→ To be done
In the records below, quote word for word the lines from the one containing "the green foliage" through the one containing "Target: green foliage". Leave the pictures out of your answer.

----- Data lines

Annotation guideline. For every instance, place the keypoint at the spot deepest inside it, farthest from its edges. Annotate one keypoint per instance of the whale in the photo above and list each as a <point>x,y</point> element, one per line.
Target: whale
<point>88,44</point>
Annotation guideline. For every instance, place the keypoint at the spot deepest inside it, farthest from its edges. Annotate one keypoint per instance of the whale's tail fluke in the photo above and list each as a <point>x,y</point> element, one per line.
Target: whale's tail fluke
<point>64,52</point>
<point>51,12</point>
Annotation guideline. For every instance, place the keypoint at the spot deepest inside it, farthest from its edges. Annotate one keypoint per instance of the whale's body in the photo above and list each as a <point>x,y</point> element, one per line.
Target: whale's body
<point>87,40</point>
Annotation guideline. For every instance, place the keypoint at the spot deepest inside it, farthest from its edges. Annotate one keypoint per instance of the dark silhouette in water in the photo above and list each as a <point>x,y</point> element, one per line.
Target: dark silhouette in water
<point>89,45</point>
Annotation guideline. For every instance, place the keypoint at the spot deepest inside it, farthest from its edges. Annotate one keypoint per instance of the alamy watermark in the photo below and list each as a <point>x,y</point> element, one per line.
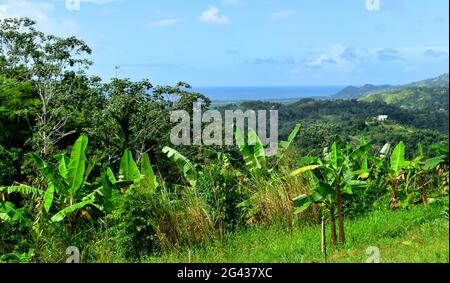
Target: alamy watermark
<point>210,128</point>
<point>373,5</point>
<point>74,255</point>
<point>374,255</point>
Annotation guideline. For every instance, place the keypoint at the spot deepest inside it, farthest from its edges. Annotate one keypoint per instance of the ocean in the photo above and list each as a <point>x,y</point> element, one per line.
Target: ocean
<point>271,93</point>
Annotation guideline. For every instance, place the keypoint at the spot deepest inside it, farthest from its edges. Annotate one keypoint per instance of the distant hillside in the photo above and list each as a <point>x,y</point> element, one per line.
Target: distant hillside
<point>441,81</point>
<point>353,92</point>
<point>435,98</point>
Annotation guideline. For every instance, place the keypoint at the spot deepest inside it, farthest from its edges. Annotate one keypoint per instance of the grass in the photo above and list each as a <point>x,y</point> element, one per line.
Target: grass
<point>403,236</point>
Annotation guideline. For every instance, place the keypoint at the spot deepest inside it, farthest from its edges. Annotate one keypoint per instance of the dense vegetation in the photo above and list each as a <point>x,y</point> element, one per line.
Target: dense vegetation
<point>89,164</point>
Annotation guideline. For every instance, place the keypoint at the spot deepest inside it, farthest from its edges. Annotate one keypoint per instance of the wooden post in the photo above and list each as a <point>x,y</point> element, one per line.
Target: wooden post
<point>324,242</point>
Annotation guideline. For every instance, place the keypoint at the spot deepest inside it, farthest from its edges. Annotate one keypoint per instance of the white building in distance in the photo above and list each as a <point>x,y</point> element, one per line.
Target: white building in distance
<point>382,117</point>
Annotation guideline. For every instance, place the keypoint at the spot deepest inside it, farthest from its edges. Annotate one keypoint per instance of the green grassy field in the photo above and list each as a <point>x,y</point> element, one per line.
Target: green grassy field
<point>404,236</point>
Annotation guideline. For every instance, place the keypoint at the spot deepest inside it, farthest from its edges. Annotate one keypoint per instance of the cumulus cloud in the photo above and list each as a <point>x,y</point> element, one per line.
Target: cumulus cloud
<point>435,53</point>
<point>281,60</point>
<point>213,16</point>
<point>338,55</point>
<point>282,15</point>
<point>165,22</point>
<point>40,13</point>
<point>232,2</point>
<point>389,54</point>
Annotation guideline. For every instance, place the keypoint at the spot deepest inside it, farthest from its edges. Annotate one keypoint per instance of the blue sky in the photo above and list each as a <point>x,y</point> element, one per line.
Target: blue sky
<point>254,42</point>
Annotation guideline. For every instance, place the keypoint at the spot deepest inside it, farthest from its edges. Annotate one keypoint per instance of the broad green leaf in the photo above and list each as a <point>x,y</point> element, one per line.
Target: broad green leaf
<point>361,151</point>
<point>432,163</point>
<point>23,189</point>
<point>111,176</point>
<point>285,144</point>
<point>301,203</point>
<point>149,178</point>
<point>324,189</point>
<point>77,165</point>
<point>107,186</point>
<point>58,217</point>
<point>308,160</point>
<point>336,156</point>
<point>304,169</point>
<point>398,158</point>
<point>62,166</point>
<point>186,167</point>
<point>48,197</point>
<point>128,168</point>
<point>384,152</point>
<point>253,154</point>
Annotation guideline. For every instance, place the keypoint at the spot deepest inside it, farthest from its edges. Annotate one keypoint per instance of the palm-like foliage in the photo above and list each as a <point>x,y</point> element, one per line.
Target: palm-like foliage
<point>339,172</point>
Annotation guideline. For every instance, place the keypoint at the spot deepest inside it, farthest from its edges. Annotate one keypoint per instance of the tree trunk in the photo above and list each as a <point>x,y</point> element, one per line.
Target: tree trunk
<point>423,191</point>
<point>393,201</point>
<point>333,225</point>
<point>315,212</point>
<point>340,215</point>
<point>324,241</point>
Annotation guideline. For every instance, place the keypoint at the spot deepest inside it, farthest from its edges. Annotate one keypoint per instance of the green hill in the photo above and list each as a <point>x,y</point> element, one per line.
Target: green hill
<point>436,98</point>
<point>353,92</point>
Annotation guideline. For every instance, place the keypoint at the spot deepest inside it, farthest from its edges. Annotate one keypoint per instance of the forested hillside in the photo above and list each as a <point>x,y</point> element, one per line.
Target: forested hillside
<point>88,164</point>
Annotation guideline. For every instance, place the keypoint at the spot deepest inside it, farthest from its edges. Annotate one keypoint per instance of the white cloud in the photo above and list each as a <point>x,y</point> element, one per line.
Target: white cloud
<point>232,2</point>
<point>40,13</point>
<point>338,56</point>
<point>212,16</point>
<point>281,15</point>
<point>23,8</point>
<point>165,22</point>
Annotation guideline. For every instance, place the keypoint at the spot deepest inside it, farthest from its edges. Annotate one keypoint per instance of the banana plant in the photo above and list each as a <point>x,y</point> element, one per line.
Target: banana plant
<point>253,153</point>
<point>67,188</point>
<point>419,168</point>
<point>130,175</point>
<point>395,172</point>
<point>184,164</point>
<point>337,173</point>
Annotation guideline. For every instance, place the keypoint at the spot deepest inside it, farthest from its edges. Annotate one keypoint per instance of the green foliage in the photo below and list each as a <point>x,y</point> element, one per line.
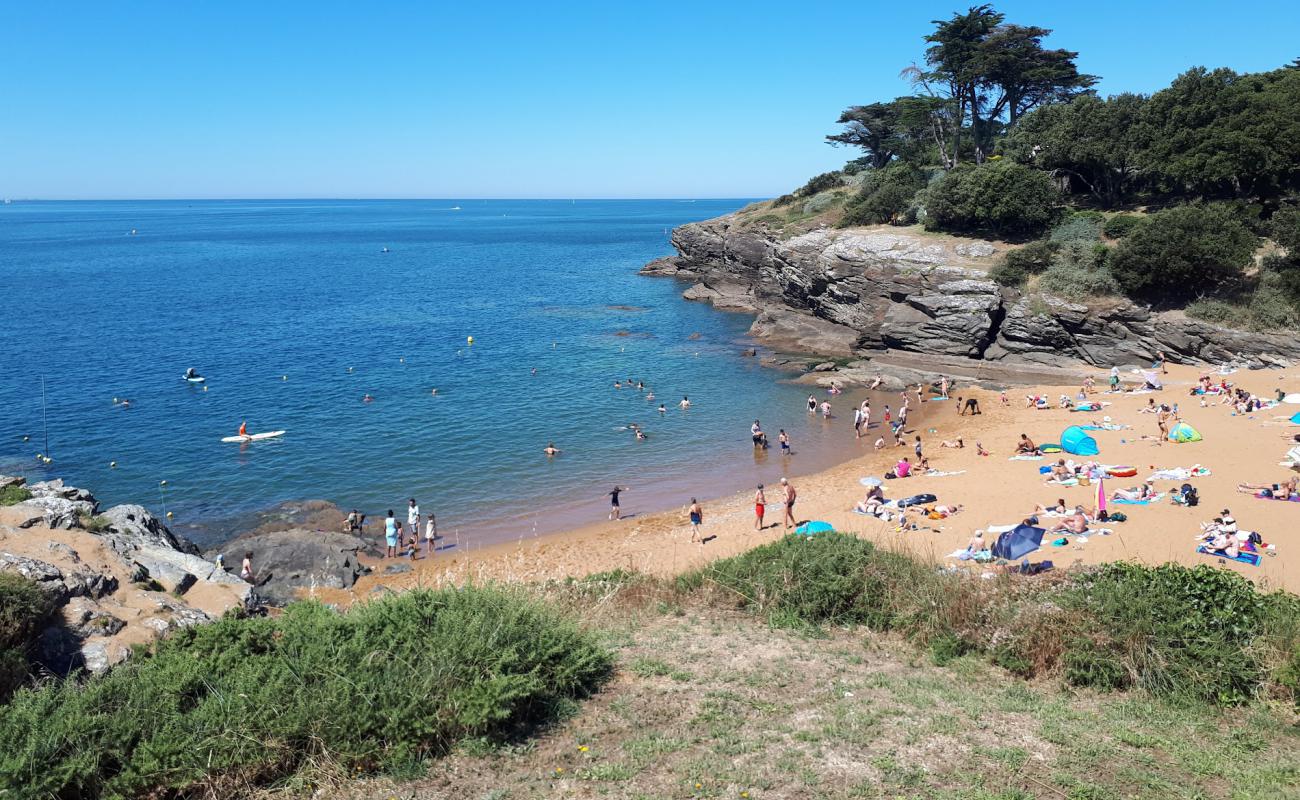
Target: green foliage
<point>1121,225</point>
<point>1170,630</point>
<point>1221,134</point>
<point>885,197</point>
<point>1017,266</point>
<point>24,613</point>
<point>250,700</point>
<point>1183,253</point>
<point>819,184</point>
<point>12,494</point>
<point>1000,198</point>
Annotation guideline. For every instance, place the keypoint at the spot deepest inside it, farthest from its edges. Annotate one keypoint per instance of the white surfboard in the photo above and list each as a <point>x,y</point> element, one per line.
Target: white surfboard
<point>252,437</point>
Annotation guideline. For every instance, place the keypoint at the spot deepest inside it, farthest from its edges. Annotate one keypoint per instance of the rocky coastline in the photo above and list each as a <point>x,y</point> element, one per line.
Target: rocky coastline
<point>882,293</point>
<point>120,578</point>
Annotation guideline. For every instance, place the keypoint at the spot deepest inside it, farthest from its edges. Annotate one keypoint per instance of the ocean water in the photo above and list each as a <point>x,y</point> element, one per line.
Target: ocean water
<point>294,312</point>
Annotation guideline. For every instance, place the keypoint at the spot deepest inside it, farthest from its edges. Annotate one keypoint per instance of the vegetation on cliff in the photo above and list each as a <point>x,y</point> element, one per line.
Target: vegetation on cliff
<point>1170,199</point>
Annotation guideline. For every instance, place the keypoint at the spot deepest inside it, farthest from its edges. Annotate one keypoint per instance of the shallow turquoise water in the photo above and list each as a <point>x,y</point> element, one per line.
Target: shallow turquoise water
<point>293,312</point>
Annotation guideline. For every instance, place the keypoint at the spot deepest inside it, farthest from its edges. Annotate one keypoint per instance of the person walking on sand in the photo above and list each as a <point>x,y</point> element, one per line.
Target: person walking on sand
<point>697,515</point>
<point>430,533</point>
<point>414,519</point>
<point>789,497</point>
<point>390,535</point>
<point>615,513</point>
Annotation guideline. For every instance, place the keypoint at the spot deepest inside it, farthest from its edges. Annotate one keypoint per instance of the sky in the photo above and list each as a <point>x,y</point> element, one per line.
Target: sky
<point>480,99</point>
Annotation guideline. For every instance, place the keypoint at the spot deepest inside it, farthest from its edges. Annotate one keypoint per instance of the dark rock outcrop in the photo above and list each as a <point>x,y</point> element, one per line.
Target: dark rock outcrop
<point>287,561</point>
<point>861,292</point>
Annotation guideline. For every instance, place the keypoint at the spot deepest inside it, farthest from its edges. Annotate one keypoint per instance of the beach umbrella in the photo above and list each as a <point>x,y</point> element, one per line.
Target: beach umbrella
<point>1018,543</point>
<point>809,528</point>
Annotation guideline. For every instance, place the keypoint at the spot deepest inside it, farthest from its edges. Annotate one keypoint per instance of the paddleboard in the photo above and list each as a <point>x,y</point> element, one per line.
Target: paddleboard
<point>252,437</point>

----------

→ Expected answer
Annotation guideline. For every instance, place the keypoint at the spot deepest inside it, farthest from its edges. Annotate one keypoint per instance of the green foliage in the photo below and list each as a <point>x,y</point> element, one per line.
Target: green foliage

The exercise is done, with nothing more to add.